[Entries from a pointing dataset]
======

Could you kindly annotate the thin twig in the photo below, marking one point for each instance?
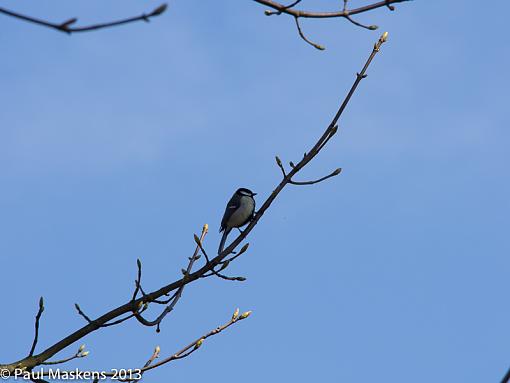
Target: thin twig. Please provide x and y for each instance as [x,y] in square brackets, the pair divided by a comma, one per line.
[130,306]
[195,345]
[37,319]
[302,35]
[506,378]
[157,322]
[333,174]
[65,26]
[280,8]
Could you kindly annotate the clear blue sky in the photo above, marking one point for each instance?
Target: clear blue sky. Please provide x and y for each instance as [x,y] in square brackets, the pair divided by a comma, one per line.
[121,144]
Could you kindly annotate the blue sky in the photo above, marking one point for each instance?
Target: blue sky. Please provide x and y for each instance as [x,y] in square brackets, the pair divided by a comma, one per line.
[121,144]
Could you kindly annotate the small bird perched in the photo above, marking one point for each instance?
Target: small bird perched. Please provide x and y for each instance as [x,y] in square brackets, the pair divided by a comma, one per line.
[239,212]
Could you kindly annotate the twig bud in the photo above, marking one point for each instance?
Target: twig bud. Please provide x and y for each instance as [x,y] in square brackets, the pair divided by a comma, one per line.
[243,249]
[159,10]
[245,315]
[224,265]
[67,23]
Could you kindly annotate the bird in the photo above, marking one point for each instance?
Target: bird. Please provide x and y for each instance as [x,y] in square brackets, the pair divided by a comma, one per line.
[239,211]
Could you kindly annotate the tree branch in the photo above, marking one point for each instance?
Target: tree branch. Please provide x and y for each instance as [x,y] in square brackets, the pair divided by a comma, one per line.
[280,8]
[132,305]
[66,25]
[37,319]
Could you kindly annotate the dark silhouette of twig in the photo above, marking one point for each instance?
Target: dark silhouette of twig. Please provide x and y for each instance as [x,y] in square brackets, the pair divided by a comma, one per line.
[37,319]
[506,378]
[157,322]
[278,9]
[66,25]
[132,306]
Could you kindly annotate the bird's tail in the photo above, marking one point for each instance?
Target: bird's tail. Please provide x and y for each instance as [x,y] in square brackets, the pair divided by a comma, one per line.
[223,239]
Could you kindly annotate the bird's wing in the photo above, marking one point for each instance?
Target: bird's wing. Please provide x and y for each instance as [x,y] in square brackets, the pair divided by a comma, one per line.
[232,206]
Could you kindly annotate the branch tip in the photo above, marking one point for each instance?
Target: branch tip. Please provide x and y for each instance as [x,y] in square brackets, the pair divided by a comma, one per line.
[159,10]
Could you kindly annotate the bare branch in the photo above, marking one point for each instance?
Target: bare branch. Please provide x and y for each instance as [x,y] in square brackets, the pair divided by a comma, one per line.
[280,8]
[66,25]
[157,322]
[193,346]
[333,174]
[506,378]
[302,35]
[132,305]
[37,319]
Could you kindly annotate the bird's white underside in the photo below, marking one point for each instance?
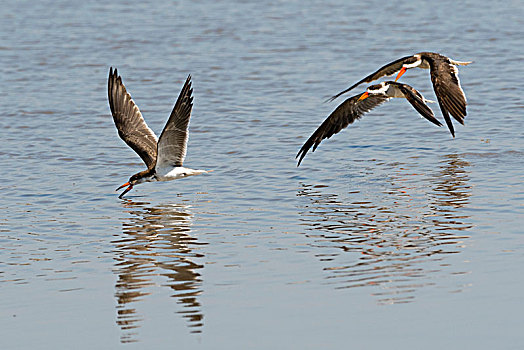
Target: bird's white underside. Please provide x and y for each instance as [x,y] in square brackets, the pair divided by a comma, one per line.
[170,173]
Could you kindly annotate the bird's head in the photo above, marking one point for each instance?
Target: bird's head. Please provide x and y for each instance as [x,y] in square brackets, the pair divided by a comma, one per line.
[136,179]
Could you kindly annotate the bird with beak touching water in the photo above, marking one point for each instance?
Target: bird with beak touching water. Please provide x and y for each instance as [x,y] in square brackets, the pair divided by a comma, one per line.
[164,156]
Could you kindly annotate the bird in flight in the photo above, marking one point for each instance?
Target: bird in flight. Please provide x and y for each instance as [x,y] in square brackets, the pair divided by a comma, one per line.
[355,107]
[444,76]
[163,156]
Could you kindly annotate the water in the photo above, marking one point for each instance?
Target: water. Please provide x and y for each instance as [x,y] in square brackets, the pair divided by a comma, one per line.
[391,234]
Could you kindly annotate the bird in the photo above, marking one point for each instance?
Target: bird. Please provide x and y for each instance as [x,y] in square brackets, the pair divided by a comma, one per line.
[356,106]
[444,77]
[163,156]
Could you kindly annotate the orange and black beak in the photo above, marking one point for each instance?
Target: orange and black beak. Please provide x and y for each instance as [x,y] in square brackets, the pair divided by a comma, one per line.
[402,71]
[363,96]
[126,190]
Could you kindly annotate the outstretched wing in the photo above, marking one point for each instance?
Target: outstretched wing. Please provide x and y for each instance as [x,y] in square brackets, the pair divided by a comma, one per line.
[129,122]
[345,114]
[450,95]
[417,101]
[387,70]
[172,144]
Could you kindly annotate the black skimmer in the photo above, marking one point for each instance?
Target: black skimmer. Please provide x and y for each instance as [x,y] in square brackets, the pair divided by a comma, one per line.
[444,76]
[163,156]
[354,107]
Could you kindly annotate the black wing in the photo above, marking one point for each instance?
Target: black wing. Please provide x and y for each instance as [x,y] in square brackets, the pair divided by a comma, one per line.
[417,101]
[345,114]
[450,95]
[172,144]
[387,70]
[129,121]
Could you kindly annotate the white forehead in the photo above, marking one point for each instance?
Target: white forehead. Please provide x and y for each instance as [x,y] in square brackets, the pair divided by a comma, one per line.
[414,64]
[382,90]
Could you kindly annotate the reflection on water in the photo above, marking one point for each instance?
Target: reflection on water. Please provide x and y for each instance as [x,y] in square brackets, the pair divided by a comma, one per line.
[156,248]
[389,240]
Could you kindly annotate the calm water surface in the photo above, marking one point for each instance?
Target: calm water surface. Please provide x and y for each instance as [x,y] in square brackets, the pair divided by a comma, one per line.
[392,234]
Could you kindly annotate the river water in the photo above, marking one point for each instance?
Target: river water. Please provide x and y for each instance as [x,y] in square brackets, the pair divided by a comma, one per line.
[391,234]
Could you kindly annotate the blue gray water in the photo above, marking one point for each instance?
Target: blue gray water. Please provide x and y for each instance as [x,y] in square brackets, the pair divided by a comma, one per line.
[392,234]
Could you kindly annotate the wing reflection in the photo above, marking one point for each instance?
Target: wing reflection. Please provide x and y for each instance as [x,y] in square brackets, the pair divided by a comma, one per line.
[156,248]
[391,240]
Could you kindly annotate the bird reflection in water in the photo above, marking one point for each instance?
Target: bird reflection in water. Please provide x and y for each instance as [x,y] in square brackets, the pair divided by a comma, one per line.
[157,248]
[397,240]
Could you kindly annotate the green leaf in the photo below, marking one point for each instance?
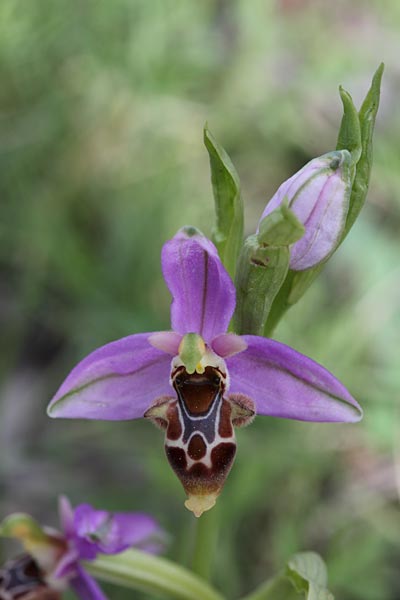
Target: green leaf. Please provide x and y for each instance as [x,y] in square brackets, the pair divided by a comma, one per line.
[349,137]
[367,116]
[260,274]
[152,574]
[358,140]
[24,528]
[228,231]
[262,267]
[307,572]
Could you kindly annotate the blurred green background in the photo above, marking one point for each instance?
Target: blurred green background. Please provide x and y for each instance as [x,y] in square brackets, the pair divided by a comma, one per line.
[102,106]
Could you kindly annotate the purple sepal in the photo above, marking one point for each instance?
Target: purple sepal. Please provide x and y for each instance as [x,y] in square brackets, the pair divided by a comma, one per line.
[203,295]
[118,381]
[284,383]
[110,533]
[85,587]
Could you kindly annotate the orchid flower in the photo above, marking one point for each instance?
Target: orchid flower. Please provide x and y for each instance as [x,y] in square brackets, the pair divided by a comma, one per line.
[319,196]
[53,559]
[197,381]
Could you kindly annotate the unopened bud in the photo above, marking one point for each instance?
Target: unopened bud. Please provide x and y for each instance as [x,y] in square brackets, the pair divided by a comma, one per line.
[318,195]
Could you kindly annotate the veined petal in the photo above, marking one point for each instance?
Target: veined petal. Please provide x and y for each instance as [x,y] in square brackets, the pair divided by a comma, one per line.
[85,587]
[111,533]
[115,382]
[284,383]
[203,295]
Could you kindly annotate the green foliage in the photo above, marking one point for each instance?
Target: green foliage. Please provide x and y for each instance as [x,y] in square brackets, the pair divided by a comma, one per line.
[228,232]
[102,107]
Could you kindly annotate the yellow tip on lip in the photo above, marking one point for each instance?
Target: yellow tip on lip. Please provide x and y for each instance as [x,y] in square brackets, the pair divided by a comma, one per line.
[201,503]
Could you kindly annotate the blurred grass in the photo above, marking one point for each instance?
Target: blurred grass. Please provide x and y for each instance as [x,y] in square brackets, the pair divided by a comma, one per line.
[101,160]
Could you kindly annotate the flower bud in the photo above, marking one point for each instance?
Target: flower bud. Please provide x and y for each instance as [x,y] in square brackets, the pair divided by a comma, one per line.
[318,195]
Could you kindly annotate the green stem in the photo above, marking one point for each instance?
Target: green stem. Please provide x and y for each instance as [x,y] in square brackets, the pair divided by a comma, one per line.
[269,589]
[151,574]
[205,543]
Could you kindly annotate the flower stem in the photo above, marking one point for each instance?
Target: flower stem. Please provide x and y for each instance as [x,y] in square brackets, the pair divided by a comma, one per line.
[205,543]
[151,574]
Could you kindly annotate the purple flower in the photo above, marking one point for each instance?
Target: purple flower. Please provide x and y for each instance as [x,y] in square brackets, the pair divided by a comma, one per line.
[86,532]
[319,196]
[198,381]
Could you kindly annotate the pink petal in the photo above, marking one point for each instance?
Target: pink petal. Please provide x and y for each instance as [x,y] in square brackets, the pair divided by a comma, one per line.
[228,344]
[118,381]
[203,295]
[284,383]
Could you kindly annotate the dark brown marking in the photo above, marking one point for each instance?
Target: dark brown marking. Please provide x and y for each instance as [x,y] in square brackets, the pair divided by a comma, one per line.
[222,457]
[174,430]
[177,459]
[243,409]
[198,390]
[197,447]
[225,428]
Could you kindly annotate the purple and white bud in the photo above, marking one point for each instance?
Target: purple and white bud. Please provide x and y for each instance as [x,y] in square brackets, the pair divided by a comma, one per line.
[319,196]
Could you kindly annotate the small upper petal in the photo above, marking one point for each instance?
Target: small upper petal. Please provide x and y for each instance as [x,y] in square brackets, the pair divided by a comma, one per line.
[203,294]
[285,383]
[115,382]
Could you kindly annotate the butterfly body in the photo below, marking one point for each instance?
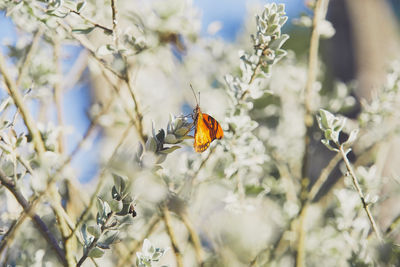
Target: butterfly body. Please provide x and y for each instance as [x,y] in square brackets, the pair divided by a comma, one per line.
[207,129]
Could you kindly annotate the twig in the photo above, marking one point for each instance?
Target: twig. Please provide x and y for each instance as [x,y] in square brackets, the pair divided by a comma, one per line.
[62,225]
[319,14]
[95,240]
[43,229]
[23,68]
[393,225]
[193,237]
[360,193]
[138,113]
[95,24]
[9,236]
[323,177]
[18,100]
[151,227]
[168,225]
[58,93]
[254,74]
[115,22]
[100,183]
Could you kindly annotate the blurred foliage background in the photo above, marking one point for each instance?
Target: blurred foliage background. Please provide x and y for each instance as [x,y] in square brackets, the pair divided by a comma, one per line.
[97,164]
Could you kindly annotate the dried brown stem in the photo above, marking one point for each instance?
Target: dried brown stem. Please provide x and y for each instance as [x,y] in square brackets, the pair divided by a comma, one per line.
[193,237]
[24,67]
[41,226]
[168,225]
[58,93]
[319,15]
[93,244]
[152,224]
[360,193]
[100,183]
[18,100]
[95,24]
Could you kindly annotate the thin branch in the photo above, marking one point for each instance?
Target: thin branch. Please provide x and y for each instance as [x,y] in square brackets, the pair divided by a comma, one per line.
[32,50]
[319,15]
[168,225]
[62,225]
[9,236]
[138,113]
[393,225]
[115,22]
[360,193]
[95,24]
[255,72]
[323,177]
[93,244]
[100,183]
[76,70]
[18,100]
[43,229]
[152,224]
[193,237]
[58,93]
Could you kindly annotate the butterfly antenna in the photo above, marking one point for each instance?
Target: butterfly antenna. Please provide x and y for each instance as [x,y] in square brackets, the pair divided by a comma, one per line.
[195,97]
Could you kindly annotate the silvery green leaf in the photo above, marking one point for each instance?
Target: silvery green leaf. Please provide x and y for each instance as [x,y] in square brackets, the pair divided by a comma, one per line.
[161,158]
[94,230]
[80,6]
[328,134]
[110,238]
[181,132]
[107,208]
[283,20]
[14,8]
[114,194]
[326,119]
[140,149]
[352,137]
[339,124]
[96,253]
[277,43]
[115,205]
[170,139]
[326,143]
[100,205]
[281,8]
[84,234]
[169,149]
[334,136]
[83,30]
[153,129]
[120,183]
[105,50]
[151,145]
[147,248]
[4,103]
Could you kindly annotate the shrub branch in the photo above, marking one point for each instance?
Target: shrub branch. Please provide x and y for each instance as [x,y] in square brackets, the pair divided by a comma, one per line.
[360,193]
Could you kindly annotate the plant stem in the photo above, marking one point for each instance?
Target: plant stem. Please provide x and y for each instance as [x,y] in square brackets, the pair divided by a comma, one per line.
[168,225]
[95,24]
[95,240]
[151,227]
[29,55]
[18,100]
[319,14]
[115,22]
[360,193]
[43,229]
[194,237]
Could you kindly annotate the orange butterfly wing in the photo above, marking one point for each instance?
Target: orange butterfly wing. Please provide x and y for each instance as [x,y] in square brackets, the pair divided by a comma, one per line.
[207,129]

======

PROBLEM TO SOLVE ▸ Rewrite the lines from the one containing "Could you kindly annotate the orange butterfly" through the end of the records, replacing "orange butterfly wing" with "yellow butterfly wing" and leaving everything else unchanged.

EXPECTED ANSWER ▸
Could you kindly annotate the yellow butterfly wing in the photo above, marking one point for each instance?
Target: yellow butterfly wing. Please provide x and y for each instance as [x,y] in square brackets, the pair divided by a comma, one per line.
[207,129]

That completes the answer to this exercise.